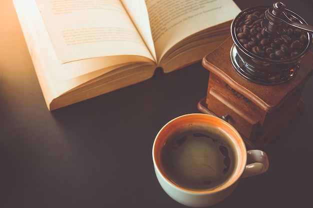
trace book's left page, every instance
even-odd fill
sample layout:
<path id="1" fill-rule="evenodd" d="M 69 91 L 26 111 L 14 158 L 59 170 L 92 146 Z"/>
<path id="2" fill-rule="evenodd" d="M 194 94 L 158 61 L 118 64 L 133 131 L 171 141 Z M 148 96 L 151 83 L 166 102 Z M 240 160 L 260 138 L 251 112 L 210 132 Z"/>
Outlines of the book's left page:
<path id="1" fill-rule="evenodd" d="M 36 2 L 62 63 L 128 55 L 154 59 L 120 0 Z"/>
<path id="2" fill-rule="evenodd" d="M 136 66 L 140 67 L 146 66 L 144 68 L 147 69 L 148 74 L 142 72 L 141 76 L 136 75 L 132 79 L 128 78 L 123 81 L 120 80 L 118 84 L 110 86 L 108 89 L 102 89 L 96 94 L 90 91 L 88 93 L 88 96 L 76 98 L 75 102 L 138 82 L 152 76 L 155 68 L 154 60 L 136 55 L 86 58 L 62 63 L 56 53 L 54 45 L 42 18 L 42 11 L 40 11 L 36 0 L 13 0 L 13 2 L 48 108 L 50 109 L 52 101 L 61 95 L 64 95 L 86 83 L 90 83 L 90 80 L 97 77 L 108 74 L 106 77 L 108 80 L 110 80 L 110 76 L 112 73 L 110 72 L 116 69 L 122 68 L 122 71 L 125 71 L 122 72 L 123 73 L 120 75 L 122 77 L 124 73 L 128 73 L 126 72 L 128 69 L 132 70 Z M 111 49 L 104 49 L 110 51 Z M 78 47 L 76 50 L 80 51 L 83 48 Z M 132 48 L 132 51 L 134 50 Z M 68 53 L 74 52 L 68 51 Z M 60 103 L 58 106 L 63 105 Z"/>

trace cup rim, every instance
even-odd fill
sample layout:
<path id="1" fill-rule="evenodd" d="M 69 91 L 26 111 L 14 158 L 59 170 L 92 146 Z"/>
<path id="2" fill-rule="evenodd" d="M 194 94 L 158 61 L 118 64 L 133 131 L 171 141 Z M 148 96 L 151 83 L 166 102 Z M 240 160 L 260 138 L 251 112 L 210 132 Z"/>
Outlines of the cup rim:
<path id="1" fill-rule="evenodd" d="M 160 151 L 156 151 L 156 150 L 162 148 L 165 143 L 165 139 L 162 137 L 165 135 L 168 135 L 171 132 L 172 132 L 174 129 L 171 129 L 171 127 L 174 123 L 182 124 L 190 123 L 190 122 L 204 122 L 210 125 L 213 125 L 218 128 L 222 130 L 224 132 L 230 135 L 232 138 L 232 142 L 236 147 L 239 147 L 240 151 L 236 152 L 236 156 L 238 158 L 238 163 L 236 166 L 234 173 L 232 175 L 230 180 L 228 180 L 226 183 L 224 184 L 222 186 L 214 189 L 203 191 L 194 191 L 188 190 L 181 187 L 178 185 L 174 183 L 170 180 L 167 178 L 166 175 L 162 168 L 162 164 L 160 161 Z M 219 126 L 220 125 L 220 126 Z M 226 128 L 222 128 L 220 125 Z M 235 184 L 241 178 L 246 163 L 246 149 L 244 143 L 239 133 L 236 129 L 230 124 L 223 120 L 222 119 L 209 114 L 205 114 L 202 113 L 191 113 L 183 115 L 175 118 L 166 123 L 159 131 L 156 135 L 152 146 L 152 160 L 154 165 L 156 171 L 158 171 L 158 173 L 162 176 L 163 179 L 170 184 L 172 187 L 175 187 L 182 191 L 188 193 L 196 193 L 196 194 L 206 194 L 208 193 L 214 193 L 220 191 L 222 190 L 226 189 L 229 187 L 232 186 Z"/>

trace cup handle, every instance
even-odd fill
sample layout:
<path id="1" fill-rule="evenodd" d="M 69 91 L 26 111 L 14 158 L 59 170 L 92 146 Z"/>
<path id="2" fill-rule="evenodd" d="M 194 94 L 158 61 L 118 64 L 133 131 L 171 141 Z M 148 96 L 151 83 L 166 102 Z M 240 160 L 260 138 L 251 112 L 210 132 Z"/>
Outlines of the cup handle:
<path id="1" fill-rule="evenodd" d="M 258 150 L 246 152 L 246 165 L 242 174 L 242 178 L 250 177 L 260 174 L 268 169 L 268 158 L 266 154 Z"/>

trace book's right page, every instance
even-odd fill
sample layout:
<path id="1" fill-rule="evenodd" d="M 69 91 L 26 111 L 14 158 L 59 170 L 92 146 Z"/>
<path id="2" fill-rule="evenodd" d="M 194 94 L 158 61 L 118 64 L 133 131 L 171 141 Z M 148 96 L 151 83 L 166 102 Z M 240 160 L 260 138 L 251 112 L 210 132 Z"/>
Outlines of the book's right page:
<path id="1" fill-rule="evenodd" d="M 159 62 L 178 42 L 232 19 L 240 11 L 232 0 L 146 0 L 146 3 Z"/>

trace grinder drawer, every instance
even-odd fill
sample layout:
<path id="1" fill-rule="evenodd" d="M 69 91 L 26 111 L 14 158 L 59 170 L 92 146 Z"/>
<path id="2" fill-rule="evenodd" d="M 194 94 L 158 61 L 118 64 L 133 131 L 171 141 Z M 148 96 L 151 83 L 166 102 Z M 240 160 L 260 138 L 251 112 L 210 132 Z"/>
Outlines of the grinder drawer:
<path id="1" fill-rule="evenodd" d="M 228 122 L 246 138 L 254 137 L 258 121 L 234 102 L 220 93 L 214 87 L 206 98 L 208 108 L 219 117 L 226 116 Z"/>

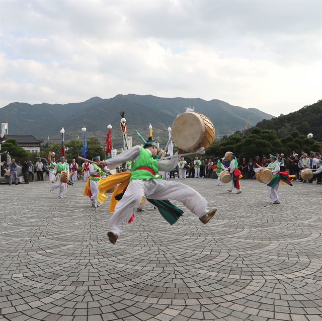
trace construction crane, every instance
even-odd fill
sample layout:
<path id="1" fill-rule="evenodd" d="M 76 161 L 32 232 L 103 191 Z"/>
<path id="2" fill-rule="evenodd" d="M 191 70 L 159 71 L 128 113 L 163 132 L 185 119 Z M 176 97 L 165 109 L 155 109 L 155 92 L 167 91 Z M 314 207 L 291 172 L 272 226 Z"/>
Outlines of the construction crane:
<path id="1" fill-rule="evenodd" d="M 248 118 L 247 118 L 247 121 L 246 121 L 246 123 L 245 124 L 245 127 L 244 128 L 244 136 L 245 135 L 245 132 L 248 129 L 248 125 L 250 123 L 250 117 L 251 117 L 250 115 L 248 115 Z"/>

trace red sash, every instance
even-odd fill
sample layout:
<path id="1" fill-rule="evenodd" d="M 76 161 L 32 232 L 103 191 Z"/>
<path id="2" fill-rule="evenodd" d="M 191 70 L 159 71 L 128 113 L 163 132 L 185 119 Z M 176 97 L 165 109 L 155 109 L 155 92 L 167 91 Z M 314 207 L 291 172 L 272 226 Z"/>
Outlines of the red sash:
<path id="1" fill-rule="evenodd" d="M 93 175 L 91 174 L 91 176 L 92 177 L 101 177 L 101 173 L 99 174 L 93 174 Z"/>
<path id="2" fill-rule="evenodd" d="M 135 170 L 134 170 L 134 172 L 135 171 L 138 171 L 139 170 L 147 171 L 149 173 L 150 173 L 153 176 L 155 175 L 154 171 L 152 169 L 150 169 L 149 167 L 146 167 L 145 166 L 141 166 L 141 167 L 138 167 L 137 169 L 135 169 Z"/>

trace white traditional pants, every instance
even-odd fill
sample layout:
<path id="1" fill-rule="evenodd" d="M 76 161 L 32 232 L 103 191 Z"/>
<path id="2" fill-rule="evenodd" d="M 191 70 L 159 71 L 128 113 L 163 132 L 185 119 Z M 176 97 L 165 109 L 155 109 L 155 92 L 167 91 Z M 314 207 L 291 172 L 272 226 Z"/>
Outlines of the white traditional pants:
<path id="1" fill-rule="evenodd" d="M 195 167 L 195 178 L 199 177 L 200 175 L 200 168 Z"/>
<path id="2" fill-rule="evenodd" d="M 55 174 L 53 172 L 49 171 L 49 182 L 52 183 L 55 180 Z"/>
<path id="3" fill-rule="evenodd" d="M 60 182 L 60 176 L 57 177 L 57 181 L 54 184 L 51 185 L 51 187 L 50 188 L 52 191 L 58 188 L 59 189 L 58 196 L 62 196 L 63 195 L 66 194 L 66 192 L 67 192 L 67 183 L 61 183 L 61 182 Z"/>
<path id="4" fill-rule="evenodd" d="M 92 193 L 92 197 L 91 201 L 94 204 L 97 205 L 98 204 L 97 201 L 97 194 L 99 192 L 99 181 L 94 181 L 90 179 L 90 185 L 91 186 L 91 193 Z M 129 218 L 129 219 L 130 219 Z"/>
<path id="5" fill-rule="evenodd" d="M 185 169 L 179 169 L 179 178 L 186 179 L 187 173 Z"/>
<path id="6" fill-rule="evenodd" d="M 164 180 L 168 180 L 169 178 L 169 172 L 164 172 L 162 174 L 162 178 Z"/>
<path id="7" fill-rule="evenodd" d="M 123 198 L 116 205 L 109 222 L 110 228 L 121 235 L 124 225 L 128 223 L 142 197 L 180 202 L 199 218 L 208 212 L 206 199 L 189 186 L 162 180 L 135 180 L 130 182 Z"/>
<path id="8" fill-rule="evenodd" d="M 279 183 L 274 187 L 271 187 L 270 190 L 270 197 L 273 202 L 278 201 L 278 186 L 280 185 Z"/>
<path id="9" fill-rule="evenodd" d="M 231 187 L 230 187 L 230 190 L 231 190 L 231 191 L 233 191 L 233 189 L 234 188 L 236 188 L 236 189 L 237 191 L 240 191 L 240 189 L 237 189 L 237 188 L 235 188 L 233 186 L 233 174 L 231 174 L 231 180 L 230 181 L 231 182 Z"/>
<path id="10" fill-rule="evenodd" d="M 71 180 L 74 182 L 77 181 L 77 171 L 75 171 L 71 174 Z"/>
<path id="11" fill-rule="evenodd" d="M 84 171 L 83 172 L 83 179 L 84 181 L 85 181 L 85 182 L 87 181 L 87 179 L 89 177 L 89 176 L 90 176 L 89 171 Z"/>

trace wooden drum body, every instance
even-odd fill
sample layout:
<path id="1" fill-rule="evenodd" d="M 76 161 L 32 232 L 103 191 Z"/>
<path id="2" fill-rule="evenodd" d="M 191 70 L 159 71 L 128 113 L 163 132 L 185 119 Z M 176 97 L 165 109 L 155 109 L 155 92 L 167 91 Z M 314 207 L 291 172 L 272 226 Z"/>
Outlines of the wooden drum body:
<path id="1" fill-rule="evenodd" d="M 303 171 L 301 171 L 301 177 L 304 181 L 309 181 L 313 178 L 314 174 L 313 172 L 309 169 L 304 169 Z"/>
<path id="2" fill-rule="evenodd" d="M 207 148 L 213 142 L 215 127 L 204 115 L 186 112 L 178 115 L 172 124 L 172 139 L 179 148 L 190 152 Z"/>
<path id="3" fill-rule="evenodd" d="M 256 172 L 255 178 L 260 182 L 264 184 L 268 184 L 272 180 L 273 173 L 268 168 L 263 168 Z"/>
<path id="4" fill-rule="evenodd" d="M 60 182 L 61 183 L 67 183 L 68 176 L 67 172 L 62 172 L 60 174 Z"/>
<path id="5" fill-rule="evenodd" d="M 224 184 L 227 184 L 231 180 L 231 175 L 230 173 L 227 171 L 223 171 L 219 175 L 220 181 Z"/>

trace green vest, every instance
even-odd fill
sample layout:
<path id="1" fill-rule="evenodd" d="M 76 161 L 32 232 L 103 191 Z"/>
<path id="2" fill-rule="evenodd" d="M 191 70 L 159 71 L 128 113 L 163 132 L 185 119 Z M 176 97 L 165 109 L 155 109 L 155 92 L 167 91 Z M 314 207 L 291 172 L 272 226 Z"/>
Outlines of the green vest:
<path id="1" fill-rule="evenodd" d="M 154 172 L 155 175 L 153 175 L 145 170 L 135 171 L 137 168 L 143 167 L 150 168 Z M 135 162 L 132 163 L 132 174 L 131 174 L 130 181 L 148 180 L 151 178 L 160 180 L 162 178 L 161 176 L 158 175 L 158 172 L 159 169 L 157 162 L 153 158 L 151 153 L 148 150 L 141 147 L 138 157 L 136 158 Z"/>
<path id="2" fill-rule="evenodd" d="M 53 162 L 52 164 L 50 164 L 50 167 L 49 168 L 49 171 L 50 172 L 53 172 L 54 171 L 54 169 L 55 169 L 55 166 L 56 166 L 56 165 L 57 165 L 57 163 L 55 162 Z"/>
<path id="3" fill-rule="evenodd" d="M 96 164 L 94 164 L 94 163 L 93 164 L 93 167 L 94 168 L 94 170 L 95 170 L 96 171 L 97 171 L 98 170 L 99 171 L 99 173 L 97 174 L 98 175 L 99 175 L 99 176 L 98 177 L 94 177 L 92 175 L 91 175 L 90 176 L 90 179 L 92 181 L 99 181 L 102 178 L 102 177 L 101 177 L 102 170 Z"/>
<path id="4" fill-rule="evenodd" d="M 268 164 L 267 168 L 270 171 L 274 171 L 276 167 L 276 165 L 277 165 L 277 160 L 275 160 L 274 163 L 270 163 L 269 164 Z M 276 177 L 276 176 L 277 176 L 277 174 L 273 174 L 273 176 L 272 176 L 272 180 L 273 180 L 273 178 Z M 272 180 L 271 180 L 271 181 L 272 181 Z"/>
<path id="5" fill-rule="evenodd" d="M 66 171 L 66 168 L 69 167 L 69 165 L 65 162 L 63 165 L 61 163 L 58 163 L 58 167 L 57 168 L 57 176 L 60 176 L 60 173 L 58 172 L 62 172 L 63 171 Z"/>

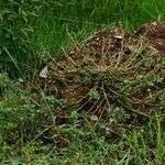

*To be done*. Please arrange everything in the material above, from the line containing "trace construction crane, every instance" down to the line containing "135 170 L 134", as a numbered list, including both end lines and leaving out any blank lines.

*Output of the exercise*.
1. trace construction crane, every instance
2. even-odd fill
3. sample layout:
4. <path id="1" fill-rule="evenodd" d="M 76 161 L 32 232 L 103 191 Z"/>
5. <path id="2" fill-rule="evenodd" d="M 191 70 L 159 71 L 128 113 L 163 132 L 185 119 Z M 176 97 L 165 109 L 155 109 L 155 92 L 167 91 Z M 314 207 L 291 172 L 272 226 Z"/>
6. Outlines of the construction crane:
7. <path id="1" fill-rule="evenodd" d="M 248 118 L 247 118 L 247 121 L 246 121 L 246 123 L 245 124 L 245 127 L 244 128 L 244 136 L 245 135 L 245 132 L 248 129 L 248 125 L 250 123 L 250 117 L 251 117 L 250 115 L 248 115 Z"/>
8. trace red sash, every instance
9. even-odd fill
10. sample layout:
11. <path id="1" fill-rule="evenodd" d="M 76 161 L 32 232 L 103 191 Z"/>
12. <path id="2" fill-rule="evenodd" d="M 191 70 L 159 71 L 128 113 L 163 132 L 185 119 Z M 176 97 L 165 109 L 155 109 L 155 92 L 167 91 Z M 314 207 L 291 172 L 272 226 Z"/>
13. Outlines of the red sash:
14. <path id="1" fill-rule="evenodd" d="M 93 175 L 91 174 L 91 176 L 92 177 L 101 177 L 101 173 L 99 174 L 93 174 Z"/>
15. <path id="2" fill-rule="evenodd" d="M 135 170 L 134 170 L 134 172 L 135 171 L 138 171 L 139 170 L 147 171 L 149 173 L 150 173 L 153 176 L 155 175 L 154 171 L 152 169 L 150 169 L 149 167 L 146 167 L 145 166 L 141 166 L 141 167 L 138 167 L 137 169 L 135 169 Z"/>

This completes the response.